[RECORDS SHOWN start]
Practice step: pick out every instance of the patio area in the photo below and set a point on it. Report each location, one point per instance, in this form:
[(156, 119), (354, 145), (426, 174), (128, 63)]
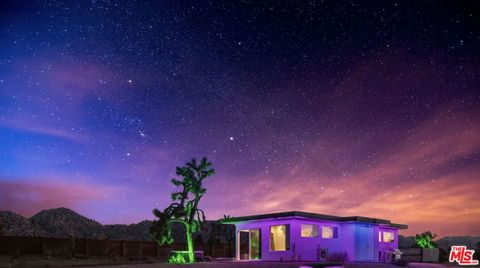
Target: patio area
[(276, 264)]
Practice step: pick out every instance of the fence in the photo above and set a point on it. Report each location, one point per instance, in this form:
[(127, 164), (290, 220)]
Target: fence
[(420, 255), (19, 246)]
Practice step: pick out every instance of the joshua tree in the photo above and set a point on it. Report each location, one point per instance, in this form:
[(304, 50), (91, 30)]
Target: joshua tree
[(184, 209), (425, 240)]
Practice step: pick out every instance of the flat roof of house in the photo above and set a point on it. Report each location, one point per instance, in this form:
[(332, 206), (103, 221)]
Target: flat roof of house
[(308, 215)]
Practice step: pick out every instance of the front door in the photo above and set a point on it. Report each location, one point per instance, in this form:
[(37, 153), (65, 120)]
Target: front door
[(249, 244), (364, 243)]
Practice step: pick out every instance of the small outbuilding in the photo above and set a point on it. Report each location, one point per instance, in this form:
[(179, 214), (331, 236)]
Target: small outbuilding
[(303, 236)]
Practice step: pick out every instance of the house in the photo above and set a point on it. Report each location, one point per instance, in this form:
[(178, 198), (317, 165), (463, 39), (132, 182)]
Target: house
[(302, 236)]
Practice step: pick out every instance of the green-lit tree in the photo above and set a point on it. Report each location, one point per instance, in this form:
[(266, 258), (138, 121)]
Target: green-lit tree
[(425, 240), (184, 208)]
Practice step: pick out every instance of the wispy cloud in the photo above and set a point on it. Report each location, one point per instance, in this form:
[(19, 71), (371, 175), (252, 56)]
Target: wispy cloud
[(29, 197), (404, 185)]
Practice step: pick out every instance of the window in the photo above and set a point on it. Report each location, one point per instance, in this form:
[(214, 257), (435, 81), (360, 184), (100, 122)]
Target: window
[(329, 232), (280, 237), (309, 230), (388, 237)]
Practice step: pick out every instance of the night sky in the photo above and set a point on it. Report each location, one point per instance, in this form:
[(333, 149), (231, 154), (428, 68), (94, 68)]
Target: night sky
[(332, 107)]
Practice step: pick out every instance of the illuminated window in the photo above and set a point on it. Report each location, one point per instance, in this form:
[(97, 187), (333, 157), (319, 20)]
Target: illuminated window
[(388, 237), (280, 237), (329, 232), (309, 230)]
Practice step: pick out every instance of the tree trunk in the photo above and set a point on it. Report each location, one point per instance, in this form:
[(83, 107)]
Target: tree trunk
[(191, 255)]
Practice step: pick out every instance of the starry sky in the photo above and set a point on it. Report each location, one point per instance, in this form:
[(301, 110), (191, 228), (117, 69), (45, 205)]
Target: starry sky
[(365, 108)]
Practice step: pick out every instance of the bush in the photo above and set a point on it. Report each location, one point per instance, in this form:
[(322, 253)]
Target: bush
[(177, 258)]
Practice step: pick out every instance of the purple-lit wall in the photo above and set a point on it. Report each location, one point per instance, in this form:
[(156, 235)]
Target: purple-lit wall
[(349, 239)]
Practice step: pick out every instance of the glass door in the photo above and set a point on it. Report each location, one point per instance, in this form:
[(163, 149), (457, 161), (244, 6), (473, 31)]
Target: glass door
[(255, 244)]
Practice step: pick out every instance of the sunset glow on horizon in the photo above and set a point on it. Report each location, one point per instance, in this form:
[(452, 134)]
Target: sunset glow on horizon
[(352, 113)]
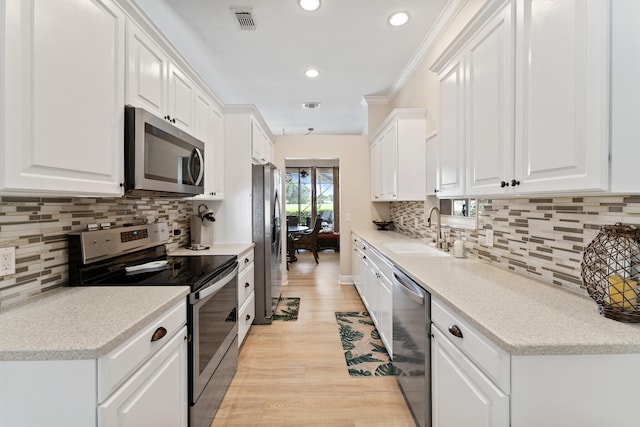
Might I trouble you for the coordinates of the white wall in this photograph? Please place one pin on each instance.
(355, 189)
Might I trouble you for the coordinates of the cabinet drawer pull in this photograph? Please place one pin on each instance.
(455, 331)
(158, 334)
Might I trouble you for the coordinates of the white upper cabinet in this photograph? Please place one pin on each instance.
(452, 131)
(261, 146)
(63, 97)
(181, 99)
(147, 71)
(536, 99)
(489, 106)
(208, 127)
(433, 169)
(384, 163)
(398, 157)
(156, 83)
(562, 95)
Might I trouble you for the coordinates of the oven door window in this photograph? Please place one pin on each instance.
(214, 327)
(168, 159)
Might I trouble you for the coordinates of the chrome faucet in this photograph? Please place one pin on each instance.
(439, 242)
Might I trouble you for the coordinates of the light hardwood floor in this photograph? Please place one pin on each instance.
(294, 373)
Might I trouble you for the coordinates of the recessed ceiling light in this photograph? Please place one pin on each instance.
(398, 19)
(309, 5)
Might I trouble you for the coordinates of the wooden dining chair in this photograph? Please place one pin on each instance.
(309, 241)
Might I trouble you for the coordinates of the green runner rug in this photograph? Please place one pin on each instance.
(363, 349)
(287, 309)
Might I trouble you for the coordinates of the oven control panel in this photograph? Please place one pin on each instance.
(102, 244)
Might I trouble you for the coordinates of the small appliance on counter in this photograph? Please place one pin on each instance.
(201, 229)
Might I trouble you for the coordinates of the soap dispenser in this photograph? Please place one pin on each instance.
(458, 247)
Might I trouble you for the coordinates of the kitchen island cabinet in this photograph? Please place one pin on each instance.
(543, 353)
(95, 356)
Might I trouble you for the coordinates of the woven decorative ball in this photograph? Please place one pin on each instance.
(611, 272)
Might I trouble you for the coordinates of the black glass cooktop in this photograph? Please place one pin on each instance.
(162, 270)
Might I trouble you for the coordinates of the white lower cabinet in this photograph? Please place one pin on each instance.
(461, 394)
(156, 395)
(141, 382)
(470, 375)
(246, 315)
(372, 275)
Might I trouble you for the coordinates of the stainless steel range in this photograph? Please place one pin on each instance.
(136, 256)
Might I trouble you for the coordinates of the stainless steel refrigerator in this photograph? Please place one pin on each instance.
(266, 236)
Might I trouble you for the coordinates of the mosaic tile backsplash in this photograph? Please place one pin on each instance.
(38, 227)
(543, 238)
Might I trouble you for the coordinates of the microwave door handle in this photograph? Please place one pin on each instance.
(196, 181)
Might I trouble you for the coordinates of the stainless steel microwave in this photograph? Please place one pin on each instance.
(160, 157)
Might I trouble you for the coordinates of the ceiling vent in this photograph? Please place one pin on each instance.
(245, 19)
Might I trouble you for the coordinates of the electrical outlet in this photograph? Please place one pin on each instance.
(7, 261)
(489, 238)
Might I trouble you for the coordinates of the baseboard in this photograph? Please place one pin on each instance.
(346, 280)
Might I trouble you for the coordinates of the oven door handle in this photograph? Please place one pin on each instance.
(215, 287)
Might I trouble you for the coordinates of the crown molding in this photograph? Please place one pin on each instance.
(449, 12)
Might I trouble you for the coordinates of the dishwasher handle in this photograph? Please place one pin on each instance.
(408, 287)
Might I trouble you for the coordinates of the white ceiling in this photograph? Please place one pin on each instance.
(349, 42)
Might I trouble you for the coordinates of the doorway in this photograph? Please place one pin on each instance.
(312, 189)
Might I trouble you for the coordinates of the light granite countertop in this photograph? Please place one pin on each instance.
(215, 249)
(521, 315)
(71, 323)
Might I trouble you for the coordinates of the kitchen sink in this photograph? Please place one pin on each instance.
(415, 248)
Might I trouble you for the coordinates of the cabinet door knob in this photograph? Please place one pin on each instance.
(158, 334)
(455, 331)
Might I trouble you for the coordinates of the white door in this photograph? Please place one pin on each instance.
(147, 68)
(461, 394)
(451, 149)
(390, 163)
(181, 99)
(156, 395)
(562, 95)
(64, 83)
(489, 102)
(216, 149)
(433, 186)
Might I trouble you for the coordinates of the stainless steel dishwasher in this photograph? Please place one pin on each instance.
[RECORDS SHOWN end]
**EXERCISE GOAL**: Transcribe all the data word for word; the images stay out.

**TASK OUTPUT**:
Practice step: pick out every instance of the patio area in the photo below and set a point on it. Report each location, one point per instance, in this form:
[(156, 119), (354, 145), (426, 174), (128, 63)]
Target: patio area
[(276, 264)]
Practice step: pick out every instance of the fence in the photo above and set a point on it. Report each location, one point per instance, in this form:
[(127, 164), (290, 220)]
Target: fence
[(420, 255), (19, 246)]
Practice step: pick out every instance of the joshua tree in the photo above and set a point on it. Report each location, one point per instance, in this form:
[(304, 50), (91, 30)]
Target: joshua tree
[(184, 209), (425, 240)]
Practice step: pick out every instance of the flat roof of house in the photo above and set a point on it. Report each location, one point per instance, in this form:
[(332, 206), (103, 221)]
Target: flat roof of house
[(308, 215)]
Practice step: pick out every instance of the front door in the photo above and set a point on it. Report each location, one point per instance, in this form:
[(37, 153), (65, 120)]
Target: front door
[(249, 244), (364, 243)]
Practice step: pick out every instance of the small outbuilding in the photo above and set a point on it. Report each location, one point per instance, in this form:
[(179, 214), (331, 236)]
Target: small outbuilding
[(303, 236)]
Practice step: pick out every instance of the house in the photo above and set a point on it. Report each location, one point per instance, in this form:
[(178, 198), (317, 165), (463, 39), (132, 182)]
Target: house
[(302, 236)]
Practice step: pick out every instance of the green-lit tree in the photo above and set a point on it. Report each location, one point per instance, in this form:
[(266, 258), (138, 121)]
Target: green-lit tree
[(425, 240), (184, 208)]
Practice step: pick out every instance of the wispy cloud in the photo above and set a point on it. Report each location, one point per instance, in this form:
[(19, 71), (371, 175), (252, 56)]
Target: wispy cloud
[(29, 197), (404, 185)]
Practice step: pick out every instance of the window in the photo above and set a point on it. Report each location, one point per instance, in this form:
[(214, 257), (435, 81), (360, 184), (100, 122)]
Target: window
[(329, 232), (280, 237), (309, 230), (388, 237)]
Practice step: pick out every instance of the night sky in the photo above and set a point on it. Report each location, one point per instance, in this form:
[(333, 149), (231, 154), (428, 68), (94, 68)]
Target: night sky
[(332, 107)]
Practice step: pick out every instance of the illuminated window in the photo above and set a point on it. Report each location, one point per instance, in this form:
[(97, 187), (333, 157), (319, 20)]
Target: illuminated window
[(388, 237), (280, 237), (329, 232), (309, 230)]
Practice step: pick out every instance of the tree trunk in the photo above and set a point on it. Report each location, one point per instance, in this form:
[(83, 107)]
Target: tree trunk
[(191, 255)]
Practice step: pick out every instance of the starry sky in the photo above and set a point on it. Report each location, one point per instance, in this form:
[(301, 110), (191, 228), (117, 69), (45, 205)]
Target: starry sky
[(365, 108)]
Practice step: pick out every instance of the bush in the photo above and set a point on it. Report each location, one point per instance, in this form:
[(322, 253)]
Target: bush
[(177, 258)]
Practice step: pick out every instance of the purple-lit wall in the photo above and set a point on it. Report each location, one point per instance, in this form:
[(156, 235)]
Target: purple-lit wall
[(349, 239)]
Practice step: pick out every instance of the glass door in the photo above and set a point on it. Report each location, one point per instance, in this form:
[(163, 149), (457, 161), (244, 6), (473, 31)]
Target: glass door
[(255, 244)]
Practice step: pick out every instance of the sunset glow on horizon in the photo above and set a point on it. Report each location, one point per instance, in this form:
[(452, 134)]
Target: sunset glow on horizon
[(352, 113)]
Might I trouble you for the coordinates of the white wall in this photograph? Please place one pin on each instance.
(355, 189)
Might I trouble you for the coordinates of the cabinet drawer pull in this photograph? Please place one pin on each instance.
(455, 331)
(158, 334)
Might I trouble you for the coordinates of the white upper cabinet in this photograph? Please place one pin on each instance.
(452, 131)
(261, 146)
(63, 97)
(181, 99)
(147, 71)
(536, 99)
(489, 106)
(208, 127)
(433, 169)
(384, 163)
(398, 157)
(156, 83)
(562, 95)
Might I trouble you for the coordinates of the oven door window in this photograph? Please place one pin on each instance.
(214, 327)
(168, 159)
Might I trouble you for the coordinates of the chrome faucet in this photograph? Please place one pin on each instance.
(439, 242)
Might I trouble you for the coordinates of the light hardwood floor in this photograph? Please place one pin on each instance.
(294, 373)
Might I trouble you for the coordinates of the recessed ceiling light in this photograph? Please place one pin on each instance.
(398, 19)
(309, 5)
Might I trouble you for the coordinates of the wooden dining chair in this photograph? Please place one pin on each instance.
(309, 241)
Might I trouble you for the coordinates of the green runner rug in this photograph? Please place one pin on each instance.
(363, 349)
(287, 309)
Might I trouble you for the coordinates of the oven control panel in this photograph? Please place one pin on each instance.
(102, 244)
Might I trouble you for the coordinates of the small appliance on counter in this photograph? Please place one pin on each instance.
(201, 229)
Might I trouble you for the coordinates of the soap dispenser in this photograph? Please place one pin on each instance.
(458, 247)
Might I trouble you for the coordinates of the kitchen island cabinet in this photograph? Please place one pin on each instance.
(543, 353)
(95, 356)
Might I trouble you for the coordinates of the woven decorative ball in this photograph? Please place one pin on each instance.
(611, 272)
Might I trouble you for the coordinates of the black glass cooktop in this photograph? Please place one pin on each instance.
(162, 270)
Might I trouble you for the coordinates of the white lower cabinet in this photograph? Please place one pin on each instance.
(461, 394)
(156, 395)
(141, 382)
(470, 375)
(246, 315)
(372, 275)
Might I trouble you for the coordinates of the stainless steel range in this photograph? Please place one pin on each instance.
(136, 256)
Might I trouble you for the coordinates of the stainless steel refrigerator in this photograph? Please place one pin on each instance.
(266, 236)
Might I trouble you for the coordinates of the mosaic tile backsplash in this photograph? Please place one pin on each instance.
(38, 227)
(543, 238)
Might I trouble you for the coordinates of the microwave door handle in this photograph? Please place one pin on each instance.
(196, 181)
Might I trouble you for the coordinates of the stainless steel microwave in this photograph? Please place one pin on each instance.
(160, 157)
Might I trouble you for the coordinates of the ceiling vent in this photograph? Please place one pin on each instance.
(245, 19)
Might I trouble you for the coordinates of the electrical outlet in this photograph? Please place one pin on each instance.
(7, 261)
(489, 238)
Might I trouble you for the coordinates of the baseboard in this photograph? Please place one pin on each instance.
(346, 280)
Might I trouble you for the coordinates of the oven door handle in this photograph? Please place one pin on each instance.
(215, 287)
Might I trouble you for the coordinates of the crown molding in this photograph? Please place one pin on each instance.
(449, 12)
Might I trouble you for the coordinates of the dishwasher handle in this photograph? Please place one pin on each instance.
(408, 287)
Might I trouble you for the coordinates of the white ceiling in this photograph? Please place one pin on each instance.
(349, 42)
Might I trouble you for the coordinates of the doorway in this photograph? Please place one pin on each instance.
(312, 189)
Might I trouble you for the coordinates of the light granite countertop in this photograph? Please place one pin on each instance.
(215, 249)
(521, 315)
(71, 323)
Might I trouble you for the coordinates of the kitchen sink in this photograph? Please place one pin on each instance.
(415, 248)
Might I trouble you for the coordinates of the cabinet door knob in this photograph? Please place one pin on each instance.
(158, 334)
(455, 331)
Might I trouble you for the coordinates of the white door in this photograph? Please place one pin on each instance.
(147, 68)
(461, 394)
(451, 149)
(390, 163)
(181, 99)
(156, 395)
(562, 95)
(64, 83)
(489, 102)
(216, 149)
(433, 186)
Might I trouble you for the coordinates of the stainless steel dishwasher in this photograph? Please place one pin on each instance.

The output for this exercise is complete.